**TASK REQUIREMENTS:** This exercise calls for a copy of every line in the listing below that carries the word "duck".

**MATERIALS PROVIDED:**
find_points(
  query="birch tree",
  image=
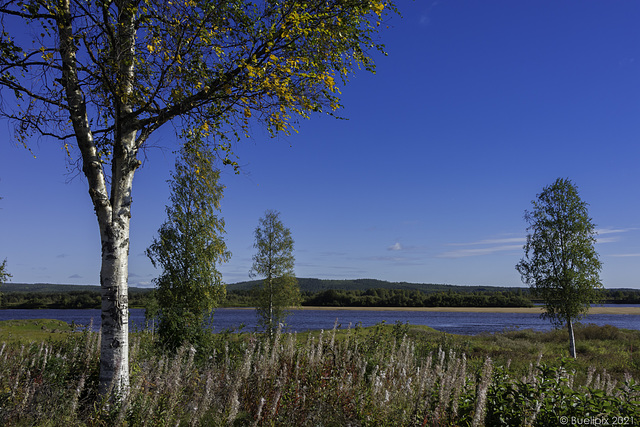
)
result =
(101, 76)
(274, 262)
(561, 264)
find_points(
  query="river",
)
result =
(465, 323)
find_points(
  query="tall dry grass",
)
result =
(358, 378)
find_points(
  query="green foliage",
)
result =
(274, 261)
(561, 265)
(414, 298)
(188, 249)
(217, 65)
(378, 376)
(4, 274)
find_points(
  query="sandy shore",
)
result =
(593, 310)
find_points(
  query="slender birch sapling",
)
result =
(101, 77)
(188, 248)
(561, 264)
(274, 262)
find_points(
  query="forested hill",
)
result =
(318, 285)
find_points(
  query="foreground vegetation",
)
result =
(384, 375)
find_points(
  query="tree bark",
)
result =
(572, 340)
(113, 209)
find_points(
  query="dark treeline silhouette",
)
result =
(60, 296)
(71, 299)
(413, 298)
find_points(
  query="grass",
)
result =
(386, 375)
(33, 330)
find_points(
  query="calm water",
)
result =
(302, 320)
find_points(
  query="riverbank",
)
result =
(534, 310)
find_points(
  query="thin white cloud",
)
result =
(613, 230)
(395, 247)
(492, 242)
(478, 251)
(607, 239)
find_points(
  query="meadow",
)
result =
(387, 375)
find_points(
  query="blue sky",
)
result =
(477, 107)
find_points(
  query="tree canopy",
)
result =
(189, 247)
(101, 76)
(274, 261)
(561, 264)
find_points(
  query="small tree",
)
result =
(188, 248)
(274, 261)
(102, 76)
(560, 264)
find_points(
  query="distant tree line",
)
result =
(413, 298)
(68, 300)
(139, 298)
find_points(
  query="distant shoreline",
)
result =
(534, 310)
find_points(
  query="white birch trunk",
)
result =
(572, 340)
(113, 210)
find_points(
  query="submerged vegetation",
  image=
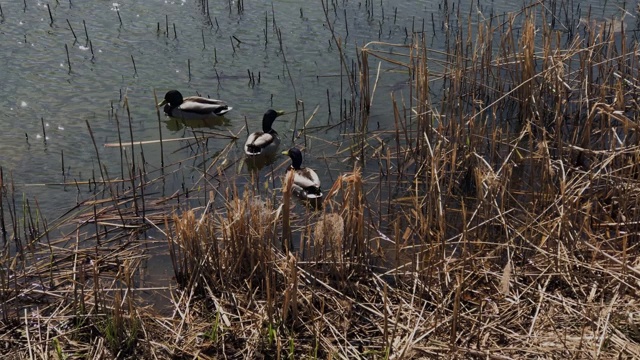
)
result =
(497, 219)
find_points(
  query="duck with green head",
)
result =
(306, 182)
(264, 142)
(193, 107)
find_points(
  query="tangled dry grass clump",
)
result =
(499, 220)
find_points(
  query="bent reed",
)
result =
(497, 219)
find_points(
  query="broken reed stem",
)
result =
(95, 147)
(44, 132)
(66, 48)
(135, 70)
(50, 16)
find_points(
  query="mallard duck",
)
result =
(264, 142)
(306, 182)
(192, 107)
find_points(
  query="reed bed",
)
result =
(497, 219)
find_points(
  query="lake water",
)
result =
(130, 49)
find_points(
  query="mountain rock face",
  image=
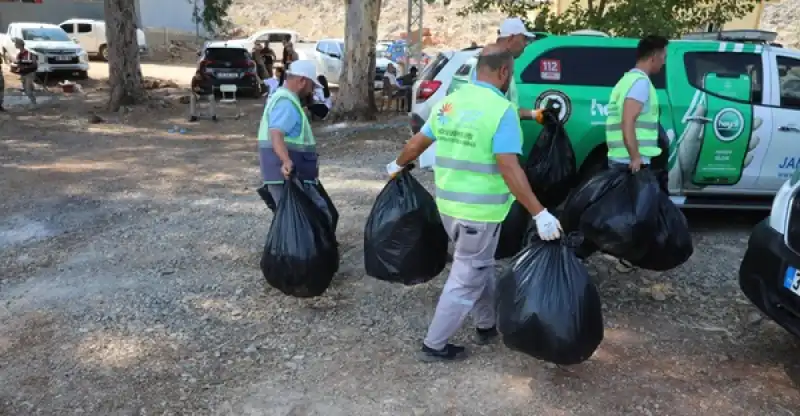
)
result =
(783, 17)
(316, 19)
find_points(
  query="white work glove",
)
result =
(547, 226)
(393, 168)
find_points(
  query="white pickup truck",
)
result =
(54, 50)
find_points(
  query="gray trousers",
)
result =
(470, 286)
(194, 100)
(28, 86)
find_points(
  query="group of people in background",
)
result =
(26, 65)
(270, 79)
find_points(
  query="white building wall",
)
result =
(169, 14)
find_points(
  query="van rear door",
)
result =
(782, 155)
(721, 117)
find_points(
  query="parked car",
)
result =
(433, 83)
(329, 54)
(275, 39)
(729, 110)
(769, 274)
(231, 63)
(54, 50)
(91, 35)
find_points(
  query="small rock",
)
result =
(754, 318)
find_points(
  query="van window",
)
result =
(465, 69)
(590, 66)
(789, 79)
(433, 68)
(698, 64)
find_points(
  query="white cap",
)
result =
(513, 26)
(304, 68)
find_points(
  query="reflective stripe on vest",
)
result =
(646, 124)
(469, 185)
(302, 147)
(305, 142)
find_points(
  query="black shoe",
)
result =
(450, 352)
(486, 336)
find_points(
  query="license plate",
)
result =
(791, 280)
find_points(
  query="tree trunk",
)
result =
(124, 71)
(356, 97)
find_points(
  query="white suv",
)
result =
(431, 87)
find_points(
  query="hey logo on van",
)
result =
(599, 109)
(728, 124)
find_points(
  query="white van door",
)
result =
(86, 37)
(783, 154)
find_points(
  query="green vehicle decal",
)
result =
(709, 133)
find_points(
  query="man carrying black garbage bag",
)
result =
(285, 140)
(632, 127)
(477, 175)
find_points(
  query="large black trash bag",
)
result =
(331, 212)
(547, 306)
(404, 239)
(672, 244)
(551, 167)
(301, 254)
(616, 211)
(512, 232)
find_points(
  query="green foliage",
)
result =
(214, 15)
(632, 18)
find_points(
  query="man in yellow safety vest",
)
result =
(632, 127)
(478, 176)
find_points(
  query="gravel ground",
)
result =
(130, 286)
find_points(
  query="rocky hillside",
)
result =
(783, 17)
(316, 19)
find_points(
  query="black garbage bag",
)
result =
(301, 254)
(404, 239)
(616, 211)
(512, 232)
(331, 212)
(547, 306)
(551, 168)
(672, 244)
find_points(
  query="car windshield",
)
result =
(226, 54)
(45, 33)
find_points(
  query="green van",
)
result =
(730, 108)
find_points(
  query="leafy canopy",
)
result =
(630, 18)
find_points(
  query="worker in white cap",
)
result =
(286, 143)
(514, 36)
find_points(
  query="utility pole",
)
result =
(414, 26)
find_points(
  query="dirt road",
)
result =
(130, 286)
(181, 74)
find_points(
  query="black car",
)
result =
(770, 272)
(232, 64)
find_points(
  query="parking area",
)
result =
(130, 285)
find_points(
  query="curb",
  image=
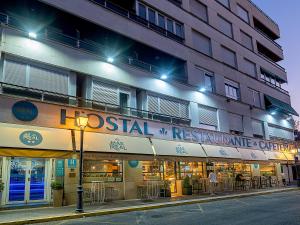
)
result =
(142, 207)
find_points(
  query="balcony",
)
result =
(135, 18)
(51, 97)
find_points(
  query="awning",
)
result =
(289, 156)
(252, 155)
(34, 137)
(276, 156)
(214, 151)
(277, 105)
(177, 149)
(119, 144)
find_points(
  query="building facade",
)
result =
(171, 88)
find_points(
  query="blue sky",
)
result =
(287, 14)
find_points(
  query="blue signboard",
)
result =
(72, 163)
(25, 111)
(31, 138)
(60, 167)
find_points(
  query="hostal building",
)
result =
(172, 88)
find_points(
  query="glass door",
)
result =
(26, 180)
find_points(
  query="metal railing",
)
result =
(53, 97)
(259, 9)
(85, 45)
(134, 17)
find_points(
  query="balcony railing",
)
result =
(85, 45)
(134, 17)
(52, 97)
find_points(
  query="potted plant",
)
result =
(1, 190)
(58, 189)
(187, 187)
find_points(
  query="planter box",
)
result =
(57, 198)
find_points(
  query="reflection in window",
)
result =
(102, 170)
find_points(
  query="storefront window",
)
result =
(102, 170)
(191, 169)
(267, 170)
(152, 170)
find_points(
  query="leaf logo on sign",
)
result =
(117, 145)
(31, 138)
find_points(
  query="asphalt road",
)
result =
(272, 209)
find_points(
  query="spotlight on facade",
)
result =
(32, 35)
(110, 59)
(203, 89)
(163, 77)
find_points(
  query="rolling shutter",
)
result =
(48, 80)
(105, 93)
(15, 73)
(208, 116)
(235, 122)
(257, 127)
(281, 133)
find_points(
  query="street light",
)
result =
(82, 121)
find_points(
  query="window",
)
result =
(250, 67)
(229, 57)
(208, 116)
(168, 106)
(102, 170)
(235, 123)
(161, 21)
(142, 11)
(225, 3)
(199, 9)
(179, 29)
(257, 128)
(225, 26)
(202, 43)
(170, 27)
(151, 16)
(232, 89)
(209, 82)
(255, 97)
(246, 40)
(243, 13)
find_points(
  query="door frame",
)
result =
(6, 179)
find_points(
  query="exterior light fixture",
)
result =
(203, 89)
(32, 35)
(163, 77)
(82, 121)
(110, 59)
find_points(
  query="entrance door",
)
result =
(26, 180)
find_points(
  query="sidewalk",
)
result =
(45, 214)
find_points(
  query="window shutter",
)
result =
(153, 105)
(257, 127)
(225, 26)
(280, 132)
(235, 122)
(202, 43)
(199, 9)
(208, 115)
(228, 56)
(15, 73)
(48, 80)
(246, 40)
(250, 67)
(105, 93)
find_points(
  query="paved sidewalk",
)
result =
(45, 214)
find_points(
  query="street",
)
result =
(272, 209)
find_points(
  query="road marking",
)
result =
(240, 201)
(200, 208)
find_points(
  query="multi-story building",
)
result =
(168, 86)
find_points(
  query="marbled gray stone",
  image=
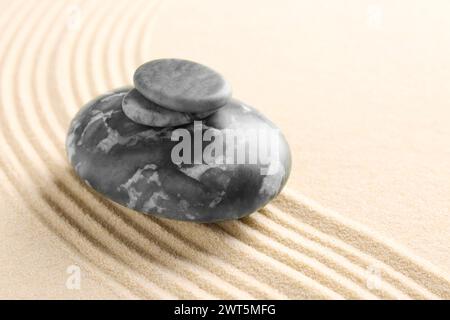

**TASK OUTPUT:**
  query="duck with green head",
  query="mallard duck",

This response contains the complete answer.